Please reproduce all of the material below word for word, leaving out the pictures.

** begin The data **

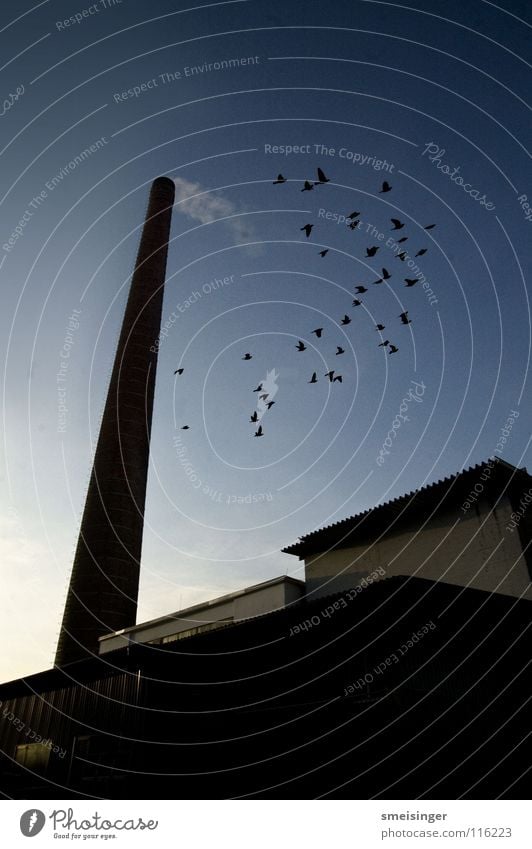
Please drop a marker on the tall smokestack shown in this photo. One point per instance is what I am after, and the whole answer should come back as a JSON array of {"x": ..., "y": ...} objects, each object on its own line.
[{"x": 103, "y": 589}]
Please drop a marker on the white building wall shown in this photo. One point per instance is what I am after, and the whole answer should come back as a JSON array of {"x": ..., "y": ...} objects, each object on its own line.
[{"x": 456, "y": 548}]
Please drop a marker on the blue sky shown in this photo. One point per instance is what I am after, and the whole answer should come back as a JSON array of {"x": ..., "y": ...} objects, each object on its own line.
[{"x": 437, "y": 91}]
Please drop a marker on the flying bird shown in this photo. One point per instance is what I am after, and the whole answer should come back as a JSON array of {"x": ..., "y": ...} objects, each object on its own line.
[{"x": 321, "y": 177}]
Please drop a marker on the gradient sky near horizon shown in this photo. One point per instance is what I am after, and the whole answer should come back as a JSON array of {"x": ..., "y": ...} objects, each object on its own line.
[{"x": 353, "y": 84}]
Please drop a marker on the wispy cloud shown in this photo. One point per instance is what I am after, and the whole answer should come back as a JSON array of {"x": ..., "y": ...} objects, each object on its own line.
[{"x": 205, "y": 206}]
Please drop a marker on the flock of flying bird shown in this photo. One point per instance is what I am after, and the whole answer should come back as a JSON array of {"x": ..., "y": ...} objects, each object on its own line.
[{"x": 354, "y": 221}]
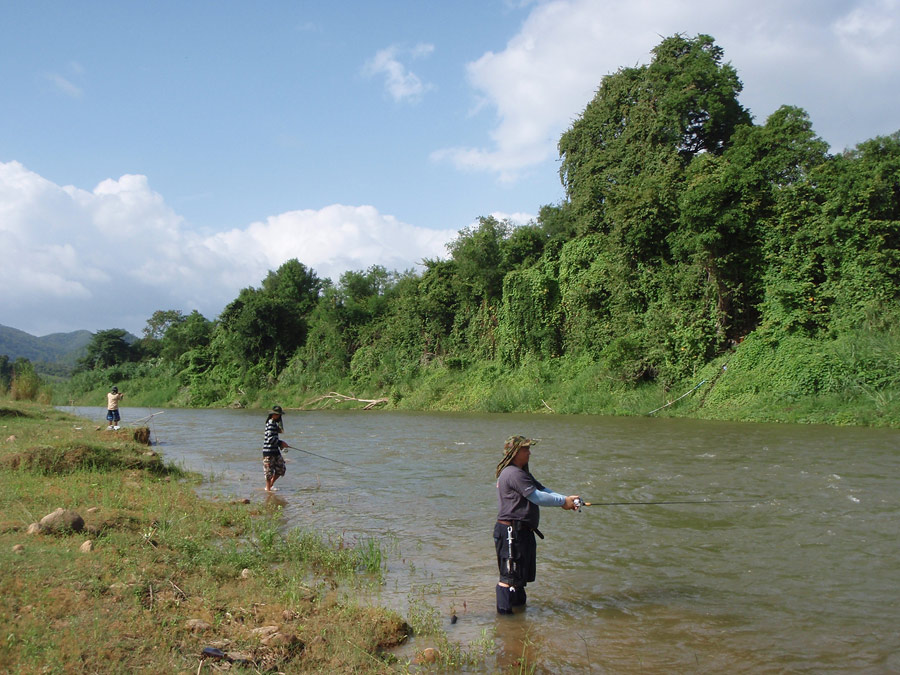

** end The data **

Solution to this exercise:
Please drop a marker on the tall smokestack shown in this photo. One point per instance is what I am after, and the whole answer should come back as a JSON array of {"x": ..., "y": ...} objects, each object on its own line.
[{"x": 103, "y": 589}]
Please drop a marker on the white building wall shown in this photo. One point per instance is what I am after, and the whole answer should come back as a JSON array of {"x": ..., "y": ...} objects, each object on its own line.
[{"x": 456, "y": 548}]
Please drop a marker on the blue sky shown in this photo. One point per instance is what I am after, and the whole answer should come back as a JSON array of {"x": ..., "y": ...} objects, each object on its own line.
[{"x": 437, "y": 91}]
Please drop a marker on the flying bird shown in this photo. One point per instance is what I am after, and the whole answer should come back as a JSON array of {"x": ..., "y": ...} objects, each object on its own line.
[{"x": 321, "y": 177}]
Please drop a marker on the gradient sky near horizon shown in this photo. One point per instance is what I am after, and the whole answer should come back as a JSON array of {"x": ..., "y": ...} objects, each object on its own line.
[{"x": 353, "y": 84}]
Please drop a marker on the wispy cloud shown in this photo. One point per instance is what I am after, and the whole answer should come back as a JSON array of {"x": ..., "y": ...} objects, each object on its own line.
[{"x": 205, "y": 206}]
Please drop a marker on the flock of flying bird shown in this photo. One point per instance is what I am after, and the whole answer should come back as a JSON array of {"x": ..., "y": ...} objects, each object on its own line.
[{"x": 354, "y": 221}]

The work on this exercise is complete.